## START
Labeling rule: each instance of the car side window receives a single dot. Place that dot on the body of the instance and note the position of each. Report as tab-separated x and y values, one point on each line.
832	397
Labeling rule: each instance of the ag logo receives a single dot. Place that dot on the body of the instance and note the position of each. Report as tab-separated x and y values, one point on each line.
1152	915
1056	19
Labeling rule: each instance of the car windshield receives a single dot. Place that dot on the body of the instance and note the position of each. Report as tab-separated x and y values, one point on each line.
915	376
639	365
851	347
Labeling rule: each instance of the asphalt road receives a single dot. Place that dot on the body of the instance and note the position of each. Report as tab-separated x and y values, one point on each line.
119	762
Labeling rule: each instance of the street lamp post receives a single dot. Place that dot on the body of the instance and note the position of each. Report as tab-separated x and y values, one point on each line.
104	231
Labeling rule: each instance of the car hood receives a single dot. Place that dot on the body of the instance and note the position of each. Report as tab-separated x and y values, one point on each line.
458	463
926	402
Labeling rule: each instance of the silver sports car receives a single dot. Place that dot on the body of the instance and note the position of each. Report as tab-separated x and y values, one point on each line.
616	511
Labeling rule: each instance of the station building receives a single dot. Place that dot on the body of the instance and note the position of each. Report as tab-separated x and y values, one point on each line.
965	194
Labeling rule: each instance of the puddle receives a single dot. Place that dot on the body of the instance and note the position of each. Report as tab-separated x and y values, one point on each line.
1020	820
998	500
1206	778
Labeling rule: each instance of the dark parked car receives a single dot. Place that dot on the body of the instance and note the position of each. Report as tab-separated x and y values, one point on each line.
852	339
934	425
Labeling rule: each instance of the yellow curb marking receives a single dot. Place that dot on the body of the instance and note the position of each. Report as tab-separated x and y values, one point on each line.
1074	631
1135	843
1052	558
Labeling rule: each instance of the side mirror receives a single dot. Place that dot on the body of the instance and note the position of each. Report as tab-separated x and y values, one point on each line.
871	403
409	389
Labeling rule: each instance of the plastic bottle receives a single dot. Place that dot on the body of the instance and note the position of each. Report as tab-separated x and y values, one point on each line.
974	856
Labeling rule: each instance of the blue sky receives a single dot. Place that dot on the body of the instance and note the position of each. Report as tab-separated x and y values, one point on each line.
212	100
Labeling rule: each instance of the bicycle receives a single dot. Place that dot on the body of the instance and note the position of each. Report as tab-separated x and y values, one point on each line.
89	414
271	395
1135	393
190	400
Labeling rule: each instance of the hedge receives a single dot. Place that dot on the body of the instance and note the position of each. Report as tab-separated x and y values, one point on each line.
## END
**Task directions:**
Lay out every line of the rows above as a Markdown table with two columns, Number and Line. Number the lines in order and leave out any blank lines.

**Correct output:**
| Number | Line |
|---|---|
| 1 | Labeling rule: each instance of the car side window receives a single dot. Place that dot on the body of the instance and note the position of each. Report as tab-separated x and y values, one point on each line. |
| 2 | 832	397 |
| 3 | Labeling rule: each instance of the ag logo receives a single dot. Place that dot on the body of the instance and note the position of each. Report as tab-separated x and y values, one point on each line. |
| 4 | 1152	915 |
| 5 | 1056	19 |
| 6 | Labeling rule: each instance of the car windshield receives a single dot. Place that dot on the body of the instance and note the position of each. Report as tab-separated x and y values, one point on each line. |
| 7 | 915	376 |
| 8 | 639	365 |
| 9 | 851	347 |
| 10 | Labeling rule: each instance of the asphalt road receives a single dot. Place that dot on the body of the instance and note the position of each. Report as tab-separated x and y values, one point on each line. |
| 11 | 119	762 |
| 12 | Labeling rule: each instance of the street lamp post receives a single dot. Place that dot on the body of the instance and note the position of each. Report as tab-separated x and y values, one point on each line. |
| 13 | 104	231 |
| 14 | Labeling rule: each instance of the car hood receives a single dot. Place that dot on the body of the instance and note the position of each. Report as tab-separated x and y values, one point on each line. |
| 15 | 458	463 |
| 16 | 926	402 |
| 17 | Labeling rule: each instance of the silver sports car receives a single dot. Place that dot on the body of the instance and note the position of each. Report as tab-separated x and y values, one point on each line. |
| 18 | 616	511 |
| 19 | Labeling rule: each instance of the station building receives a single dot. Place that dot on the body of the instance and note the position of each. Report as tab-separated x and y values, one point on each line. |
| 20 | 965	194 |
| 21 | Labeling rule: each instance of the puddle receives a single dot. Place that dot on the body of the instance and note the position of each. Report as tab-separated x and y values, one point on each line. |
| 22 | 1020	820 |
| 23 | 998	500 |
| 24 | 1206	778 |
| 25 | Labeling rule: each instance of the dark parked car receives a single dot. Place that dot on the body of the instance and note the position of each. Report as tab-separated x and y values, one point on each line. |
| 26 | 852	339 |
| 27 | 934	425 |
| 28 | Labeling rule: each instance of the yellow curb marking receives a single dot. Place that dot on the body of the instance and note the position of each. Report as tab-separated x and y values, one point on each line. |
| 29 | 1074	631 |
| 30 | 1135	843 |
| 31 | 1052	558 |
| 32 | Labeling rule: each instance of the side mirror receives a single dot. Place that dot on the body of the instance and note the position of each. Report as tab-separated x and y values, one point on each line. |
| 33 | 871	403 |
| 34 | 409	389 |
| 35 | Labeling rule: each instance of the plastic bottle receives a single dot. Place that dot on the body of the instance and note the position of each. Report as tab-separated x and y values, one point on each line. |
| 36 | 974	856 |
| 37 | Labeling rule: each instance of the blue sky receives a single dot. Place that dot on the body of the instance and note the position of each. Report as tab-separated x and y values, one point on each line. |
| 38 | 212	100 |
| 39 | Labeling rule: each instance of the bicycle receives a single dot. Place that dot on the body of the instance and note the position of each. Report as tab-separated x and y values, one point on each line. |
| 40 | 89	414 |
| 41 | 271	395 |
| 42 | 1135	393 |
| 43 | 190	400 |
| 44 | Labeling rule: each instance of the hedge receives a single dot. Place that dot on the body of the instance and note the position of each. Report as tab-separated x and y values, one point on each line. |